_Short exercise_
The listing below must be repeated word for word, with its images excluded.

_Record excerpts_
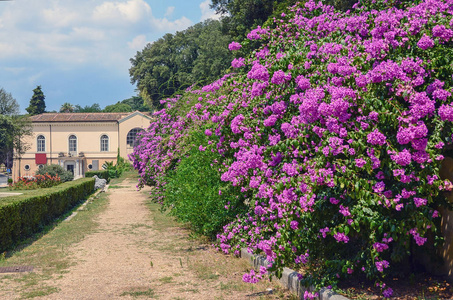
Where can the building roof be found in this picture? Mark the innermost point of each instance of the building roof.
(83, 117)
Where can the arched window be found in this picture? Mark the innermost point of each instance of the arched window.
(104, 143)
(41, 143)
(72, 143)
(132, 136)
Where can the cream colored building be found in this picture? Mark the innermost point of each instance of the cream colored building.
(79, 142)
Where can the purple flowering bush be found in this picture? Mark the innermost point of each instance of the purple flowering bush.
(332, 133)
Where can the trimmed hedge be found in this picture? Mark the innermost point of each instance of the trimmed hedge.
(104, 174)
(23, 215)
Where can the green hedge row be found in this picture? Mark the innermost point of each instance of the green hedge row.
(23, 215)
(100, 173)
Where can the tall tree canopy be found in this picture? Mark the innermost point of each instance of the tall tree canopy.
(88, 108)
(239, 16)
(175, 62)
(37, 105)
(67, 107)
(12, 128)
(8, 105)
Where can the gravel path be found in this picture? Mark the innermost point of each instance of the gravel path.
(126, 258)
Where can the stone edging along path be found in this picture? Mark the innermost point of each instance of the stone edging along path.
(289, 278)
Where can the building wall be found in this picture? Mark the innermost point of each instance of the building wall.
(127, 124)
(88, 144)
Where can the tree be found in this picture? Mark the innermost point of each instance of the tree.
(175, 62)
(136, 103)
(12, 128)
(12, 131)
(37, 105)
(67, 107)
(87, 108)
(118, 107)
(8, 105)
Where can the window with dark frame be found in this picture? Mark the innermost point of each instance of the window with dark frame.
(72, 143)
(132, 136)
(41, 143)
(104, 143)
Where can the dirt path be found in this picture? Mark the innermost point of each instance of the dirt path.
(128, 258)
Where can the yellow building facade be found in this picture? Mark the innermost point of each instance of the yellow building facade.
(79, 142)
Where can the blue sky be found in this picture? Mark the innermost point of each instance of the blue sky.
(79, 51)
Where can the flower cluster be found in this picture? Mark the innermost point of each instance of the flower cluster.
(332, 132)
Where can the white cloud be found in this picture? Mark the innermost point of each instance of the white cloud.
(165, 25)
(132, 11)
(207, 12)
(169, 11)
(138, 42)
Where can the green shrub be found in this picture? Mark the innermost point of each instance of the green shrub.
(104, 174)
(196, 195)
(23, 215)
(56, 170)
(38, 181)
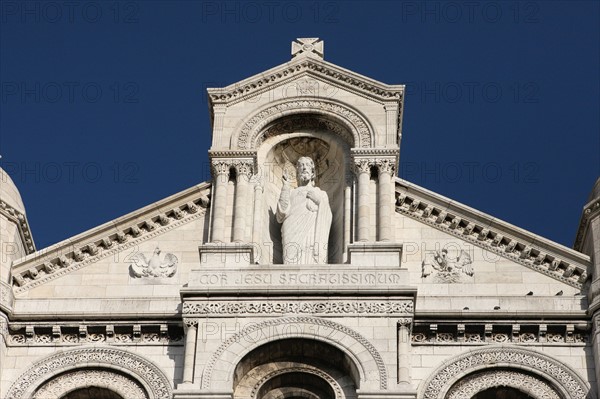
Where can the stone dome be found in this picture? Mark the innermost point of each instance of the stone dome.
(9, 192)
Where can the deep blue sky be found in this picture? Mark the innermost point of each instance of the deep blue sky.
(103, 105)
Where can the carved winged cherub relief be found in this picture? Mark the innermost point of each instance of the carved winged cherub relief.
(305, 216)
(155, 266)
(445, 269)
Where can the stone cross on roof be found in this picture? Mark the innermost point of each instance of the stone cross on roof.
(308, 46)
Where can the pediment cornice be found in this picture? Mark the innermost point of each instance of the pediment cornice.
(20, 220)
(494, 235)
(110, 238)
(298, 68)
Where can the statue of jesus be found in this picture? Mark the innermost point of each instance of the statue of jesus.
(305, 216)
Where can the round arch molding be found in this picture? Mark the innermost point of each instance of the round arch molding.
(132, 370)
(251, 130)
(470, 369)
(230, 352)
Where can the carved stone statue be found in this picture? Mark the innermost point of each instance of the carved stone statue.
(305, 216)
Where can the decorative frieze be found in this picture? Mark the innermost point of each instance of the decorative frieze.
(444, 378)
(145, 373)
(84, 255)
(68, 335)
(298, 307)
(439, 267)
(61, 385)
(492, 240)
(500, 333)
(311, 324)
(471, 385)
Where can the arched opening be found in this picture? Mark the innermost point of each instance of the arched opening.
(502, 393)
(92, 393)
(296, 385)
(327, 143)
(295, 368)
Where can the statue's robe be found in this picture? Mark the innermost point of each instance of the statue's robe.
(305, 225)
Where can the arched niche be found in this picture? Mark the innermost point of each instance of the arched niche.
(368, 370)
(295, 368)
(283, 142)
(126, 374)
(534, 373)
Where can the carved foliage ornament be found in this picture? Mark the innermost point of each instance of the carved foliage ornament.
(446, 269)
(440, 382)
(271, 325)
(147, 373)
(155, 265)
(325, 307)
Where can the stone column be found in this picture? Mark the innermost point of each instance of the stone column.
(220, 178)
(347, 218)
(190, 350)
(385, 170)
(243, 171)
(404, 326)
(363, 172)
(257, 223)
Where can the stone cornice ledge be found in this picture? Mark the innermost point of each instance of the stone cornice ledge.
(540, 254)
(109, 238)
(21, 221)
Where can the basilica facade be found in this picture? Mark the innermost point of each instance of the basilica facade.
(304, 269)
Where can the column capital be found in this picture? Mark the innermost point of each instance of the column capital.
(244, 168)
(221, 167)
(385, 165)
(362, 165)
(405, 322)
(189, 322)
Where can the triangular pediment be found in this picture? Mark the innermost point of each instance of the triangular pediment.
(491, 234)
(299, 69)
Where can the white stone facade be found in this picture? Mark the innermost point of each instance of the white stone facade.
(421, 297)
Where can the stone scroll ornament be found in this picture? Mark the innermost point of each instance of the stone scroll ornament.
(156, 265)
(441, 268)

_Result below_
Where can the building roof be found in this picture? Mark the innermost point of each instance of the building roof.
(83, 117)
Where can the arched window be found in this picture? Mark the innermost point of each instance of the arched window.
(104, 143)
(41, 143)
(72, 143)
(132, 136)
Where can the cream colored building be found in this picture? Mark the innermost point of each instance of the cream colored building.
(79, 142)
Where can the purple flowering bush be found in this picture? Mark the innermost point of each instance of the purple flowering bush.
(332, 133)
Where can the trimmed hedge be found in this picture? Mark the innermost point of each instance of the trimmed hedge.
(104, 174)
(23, 215)
Where can the green hedge row be found in this picture? Mark the innermost point of each instance of the green hedge row.
(23, 215)
(100, 173)
Where can the tall tree canopy be found in this picture? Mark the innermost point of each instance of the tall tree canopy.
(88, 108)
(239, 16)
(175, 62)
(37, 105)
(67, 107)
(12, 128)
(8, 105)
Where can the gravel path be found in this picture? Mark the innermost point of each instance of the gravel path.
(126, 258)
Where can the stone edging along path be found in this picture? Mark the innermost point of each instance of the stone edging along path.
(289, 278)
Where can the building wall be found in this picture? Mark the innermost point of each instance of the building wall.
(127, 124)
(88, 144)
Where can the tree be found in this picture? Mark the innermost point of each instance of the tree.
(175, 62)
(136, 103)
(12, 128)
(12, 131)
(37, 105)
(67, 107)
(87, 108)
(118, 107)
(8, 105)
Where can the window with dark frame be found in this picture? Mark the innermost point of each instance of the window with dark frame.
(72, 143)
(132, 136)
(41, 143)
(104, 143)
Where can the dirt path be found in this picture? Mark the innermost point of each instance of the dirt path.
(128, 258)
Where can the yellow building facade be found in this picture? Mark the innermost point of each instance of the yellow building facade.
(79, 142)
Where can the blue sky be found in this picture? Mark the innermost point of each instance of the blue sky.
(79, 51)
Where can the flower cluster be found in this picture? Mark the innermost point of each instance of the flower cluster.
(332, 132)
Where can the white cloud be found in this picture? Mark the innermost point of each instance of the white cloud.
(165, 25)
(132, 11)
(207, 12)
(169, 11)
(138, 42)
Where can the green shrub be found in this picture? Mark the innermost point of each instance of the green shrub.
(104, 174)
(196, 195)
(23, 215)
(56, 170)
(38, 181)
Where can the stone dome be found in this picture? Mark the innermost point of each instance of the stone dome.
(9, 192)
Where can the deep blue sky be found in this picture? Mark the innermost point of each instance of the deep blue sky.
(103, 105)
Where can the carved winged cherub relief be found in this picture? Mark the innermost point of each instance of the carved winged cherub relief.
(305, 216)
(155, 266)
(445, 269)
Where can the stone cross on roof be found in this picture? Mark the innermost point of each instance of the stone cross on roof.
(308, 46)
Where can the pediment cornice be found in this picture? Mark the innermost point of each instance of the pediment cornice.
(20, 220)
(494, 235)
(110, 238)
(298, 68)
Where can the statue of jesus be found in this picture? Mark the innermost point of each instance of the statue of jesus.
(305, 216)
Where can the round arch molding be found in this picture? Mark the innermost point of each instance of the round arch molding.
(132, 370)
(251, 130)
(470, 369)
(230, 352)
Where can the carved stone statue be found in this picture? Mark the innermost point of each instance of the carved stone statue.
(305, 216)
Where can the decorative frieze be found in this picture? Mark the innermost point of each instance of the decorative frieze.
(444, 378)
(145, 373)
(84, 255)
(68, 335)
(298, 307)
(439, 267)
(61, 385)
(492, 240)
(500, 333)
(311, 324)
(471, 385)
Where can the arched opening be found in this picture? Mark the innermost point of each instance of the arched opening.
(502, 393)
(92, 393)
(296, 385)
(327, 143)
(295, 368)
Where can the statue's robe be found in this picture? Mark the innermost point of each instance of the statue's robe.
(305, 225)
Where can the arched niche be found in this picture? Mark the innermost point of each instance of the arched niche.
(368, 370)
(295, 368)
(283, 142)
(126, 374)
(534, 373)
Where can the carved foliage ornament be found in this picture? Mark the innermost point of each instance of the carved foliage ornament.
(446, 269)
(440, 382)
(271, 325)
(147, 373)
(155, 265)
(325, 307)
Where can the stone column be found in this picture? Mark the innermost point of each instance of the stone column.
(220, 178)
(347, 218)
(190, 350)
(385, 170)
(243, 171)
(404, 326)
(363, 172)
(257, 223)
Where can the stone cornice ledge be found in this picture? Mark the innermost point of each instance of the stone cornice ledge.
(540, 254)
(109, 238)
(21, 221)
Where can the basilica facade be found in this picture? Mark the innermost point of each instance of the basilica facade.
(304, 269)
Where can the column capital be found in this picture? Mark the innermost point of each instance of the column capital.
(244, 168)
(221, 167)
(385, 165)
(362, 165)
(405, 322)
(189, 322)
Where can the triangular pediment be found in this picture? Mark the innermost point of each instance of the triangular pediment.
(491, 234)
(299, 69)
Where can the white stone facade be found in this picture? Mark the innermost point of each instance of the white stone facade.
(421, 297)
Where can the stone scroll ornament be found in this picture? Mark the innermost point of each instance of the stone scroll ornament.
(156, 265)
(441, 268)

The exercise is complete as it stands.